- [YOUR INSTRUCTIONS] Reproduce the data from the line with "What to find: sneaker" to the line with "[358,209,433,334]", including both of those lines, and keep the lines that name an object and the lines asking for boxes unchanged. Multiply every bounding-box coordinate by 1.4 and round each result to a whole number, rounding halves up.
Start
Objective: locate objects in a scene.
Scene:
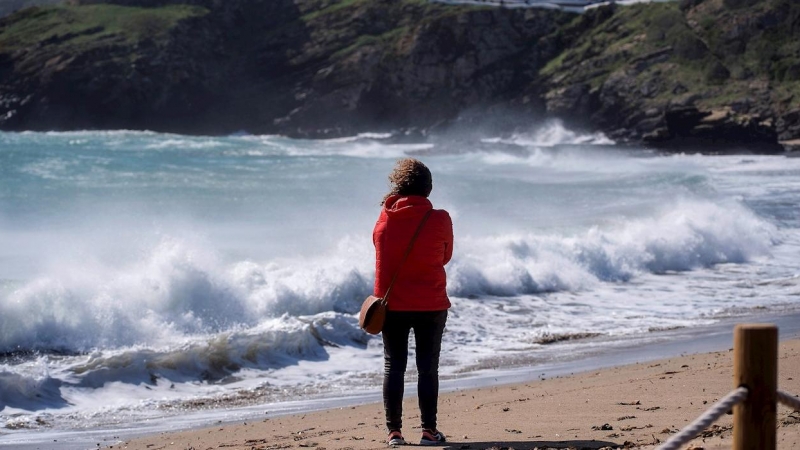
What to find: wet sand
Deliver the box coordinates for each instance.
[113,339,800,450]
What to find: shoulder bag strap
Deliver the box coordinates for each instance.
[383,209,433,304]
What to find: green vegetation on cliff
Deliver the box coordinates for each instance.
[0,5,208,53]
[0,0,800,143]
[539,0,800,146]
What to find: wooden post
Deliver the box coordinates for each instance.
[733,324,778,450]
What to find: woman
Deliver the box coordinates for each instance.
[372,158,453,445]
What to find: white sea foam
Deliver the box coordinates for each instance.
[0,129,800,436]
[483,120,614,147]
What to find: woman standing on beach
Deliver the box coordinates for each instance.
[372,158,453,445]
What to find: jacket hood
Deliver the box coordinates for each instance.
[383,195,433,218]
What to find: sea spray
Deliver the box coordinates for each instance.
[0,129,800,436]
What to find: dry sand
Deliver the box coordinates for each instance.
[114,340,800,450]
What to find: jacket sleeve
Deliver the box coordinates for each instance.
[442,211,453,265]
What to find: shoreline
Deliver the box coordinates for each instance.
[114,337,800,450]
[0,313,800,450]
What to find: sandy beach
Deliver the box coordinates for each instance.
[113,339,800,450]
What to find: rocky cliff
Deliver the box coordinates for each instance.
[0,0,800,150]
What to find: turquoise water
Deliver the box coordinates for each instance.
[0,123,800,443]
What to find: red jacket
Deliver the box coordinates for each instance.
[372,195,453,311]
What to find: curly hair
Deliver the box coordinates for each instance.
[381,158,433,205]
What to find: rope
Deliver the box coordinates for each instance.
[778,391,800,411]
[656,387,747,450]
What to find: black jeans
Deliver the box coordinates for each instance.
[383,310,447,431]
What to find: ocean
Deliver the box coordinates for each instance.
[0,122,800,448]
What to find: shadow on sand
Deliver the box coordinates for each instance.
[412,439,624,450]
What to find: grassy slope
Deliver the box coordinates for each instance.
[0,5,208,54]
[300,0,487,61]
[540,0,800,109]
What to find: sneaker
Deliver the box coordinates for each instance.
[387,430,406,445]
[419,429,445,445]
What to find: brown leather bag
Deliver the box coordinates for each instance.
[358,209,433,334]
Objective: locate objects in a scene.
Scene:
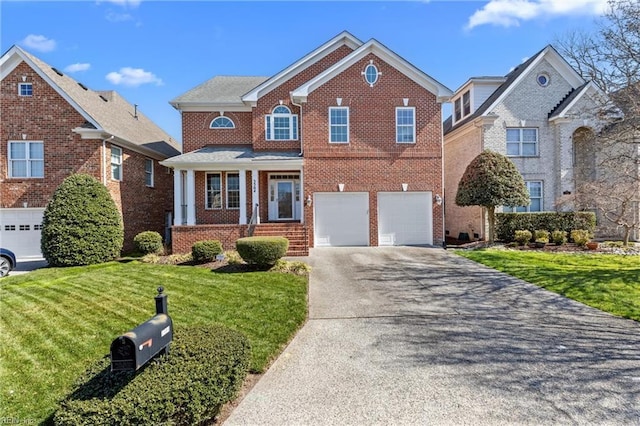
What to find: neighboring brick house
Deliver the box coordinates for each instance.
[0,46,180,258]
[444,46,603,239]
[162,32,452,255]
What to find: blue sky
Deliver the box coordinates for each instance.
[0,0,606,144]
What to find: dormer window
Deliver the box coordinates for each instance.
[265,105,298,141]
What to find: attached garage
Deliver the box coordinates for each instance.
[313,192,369,247]
[378,191,433,246]
[0,208,44,259]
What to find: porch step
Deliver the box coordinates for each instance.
[253,223,309,256]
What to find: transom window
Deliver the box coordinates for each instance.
[205,173,222,209]
[9,141,44,178]
[396,107,416,143]
[329,107,349,143]
[265,105,298,141]
[507,128,538,157]
[209,115,236,129]
[504,180,543,213]
[111,146,122,180]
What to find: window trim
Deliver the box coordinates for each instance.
[396,107,416,144]
[7,140,45,179]
[110,145,123,182]
[204,172,224,210]
[329,106,351,144]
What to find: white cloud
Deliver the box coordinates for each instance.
[467,0,607,29]
[106,67,162,87]
[22,34,56,52]
[64,62,91,73]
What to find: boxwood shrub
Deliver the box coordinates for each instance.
[53,325,251,426]
[496,212,596,242]
[236,237,289,267]
[191,240,222,263]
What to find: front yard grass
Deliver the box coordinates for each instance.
[0,261,307,423]
[456,249,640,321]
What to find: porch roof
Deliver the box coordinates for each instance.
[160,146,303,170]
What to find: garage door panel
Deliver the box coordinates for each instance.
[314,192,369,247]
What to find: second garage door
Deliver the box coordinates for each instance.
[378,191,433,246]
[313,192,369,247]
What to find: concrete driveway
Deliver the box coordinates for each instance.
[225,247,640,425]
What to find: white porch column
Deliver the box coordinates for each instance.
[186,170,196,225]
[251,169,260,224]
[173,169,182,226]
[238,170,247,225]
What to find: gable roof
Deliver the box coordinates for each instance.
[292,39,453,102]
[0,46,180,159]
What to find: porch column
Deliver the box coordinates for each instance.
[186,170,196,225]
[251,169,260,224]
[173,169,182,226]
[238,170,247,225]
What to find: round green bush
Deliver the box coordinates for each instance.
[191,240,222,263]
[236,237,289,267]
[40,174,124,266]
[133,231,164,254]
[53,326,251,426]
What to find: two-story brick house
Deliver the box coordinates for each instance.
[444,46,602,239]
[0,46,180,259]
[162,32,452,254]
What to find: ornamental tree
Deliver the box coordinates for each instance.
[456,151,529,243]
[41,174,124,266]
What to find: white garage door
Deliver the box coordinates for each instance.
[0,209,44,259]
[378,192,433,246]
[313,192,369,247]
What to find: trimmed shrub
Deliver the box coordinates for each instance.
[54,326,251,426]
[514,229,531,246]
[236,237,289,267]
[40,174,124,266]
[496,212,596,242]
[551,229,567,246]
[133,231,164,254]
[571,229,591,247]
[191,240,222,263]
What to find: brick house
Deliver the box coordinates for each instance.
[444,46,620,240]
[162,32,451,255]
[0,46,180,259]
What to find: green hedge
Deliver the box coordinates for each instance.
[53,326,251,426]
[236,237,289,267]
[496,212,596,242]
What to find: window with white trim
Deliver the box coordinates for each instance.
[329,107,349,143]
[18,83,33,96]
[144,158,153,187]
[111,146,122,180]
[209,115,236,129]
[9,141,44,178]
[227,173,240,209]
[504,180,543,213]
[396,107,416,143]
[265,105,298,141]
[205,173,222,210]
[507,128,538,157]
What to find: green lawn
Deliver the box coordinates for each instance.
[456,249,640,321]
[0,261,307,422]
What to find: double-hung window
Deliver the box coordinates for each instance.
[111,146,122,180]
[227,173,240,209]
[507,128,538,157]
[396,107,416,143]
[205,173,222,209]
[329,107,349,143]
[9,141,44,178]
[504,180,543,213]
[265,105,298,141]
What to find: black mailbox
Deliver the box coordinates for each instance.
[111,287,173,371]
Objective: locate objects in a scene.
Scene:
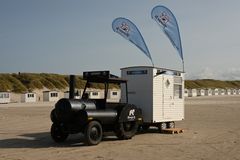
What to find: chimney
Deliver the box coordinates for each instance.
[69,75,75,99]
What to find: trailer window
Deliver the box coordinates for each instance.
[174,84,182,98]
[50,93,58,97]
[92,92,98,96]
[112,92,117,96]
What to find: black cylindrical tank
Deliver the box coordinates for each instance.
[55,98,96,122]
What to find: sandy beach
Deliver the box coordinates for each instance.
[0,96,240,160]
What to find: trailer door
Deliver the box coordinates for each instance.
[162,75,174,120]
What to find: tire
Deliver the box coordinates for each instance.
[50,109,58,123]
[158,122,167,132]
[115,121,138,139]
[167,122,175,128]
[51,123,68,143]
[84,121,103,146]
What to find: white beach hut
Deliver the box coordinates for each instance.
[107,89,121,102]
[64,89,83,99]
[205,88,212,96]
[218,88,226,95]
[21,92,37,103]
[231,88,237,95]
[85,88,104,99]
[212,88,219,96]
[197,88,205,96]
[0,92,11,104]
[188,89,197,97]
[43,91,59,102]
[184,89,188,97]
[237,89,240,95]
[225,89,232,95]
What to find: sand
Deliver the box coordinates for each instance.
[0,96,240,160]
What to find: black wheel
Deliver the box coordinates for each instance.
[51,123,68,143]
[167,122,175,128]
[142,125,150,131]
[84,121,103,146]
[158,122,167,132]
[50,109,57,123]
[115,121,138,139]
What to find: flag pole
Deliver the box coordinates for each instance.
[182,60,185,72]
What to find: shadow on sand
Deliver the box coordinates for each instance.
[0,132,124,149]
[0,129,161,148]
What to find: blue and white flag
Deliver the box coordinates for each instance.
[151,6,183,61]
[112,17,153,64]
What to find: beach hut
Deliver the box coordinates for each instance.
[21,93,37,103]
[225,89,232,95]
[188,89,197,97]
[64,90,83,99]
[197,88,205,96]
[231,88,237,95]
[184,89,188,97]
[107,89,121,102]
[85,88,104,99]
[212,88,219,96]
[43,91,59,102]
[205,88,212,96]
[218,88,226,95]
[237,89,240,95]
[0,92,11,104]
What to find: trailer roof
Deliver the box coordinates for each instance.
End
- [ANSWER FOR THIS EXERCISE]
What to find: sneaker
Deliver the box coordinates for each instance.
[542,602,568,623]
[587,601,623,623]
What to find: brown leather bag
Deliver the box coordinates for each instance.
[501,293,606,468]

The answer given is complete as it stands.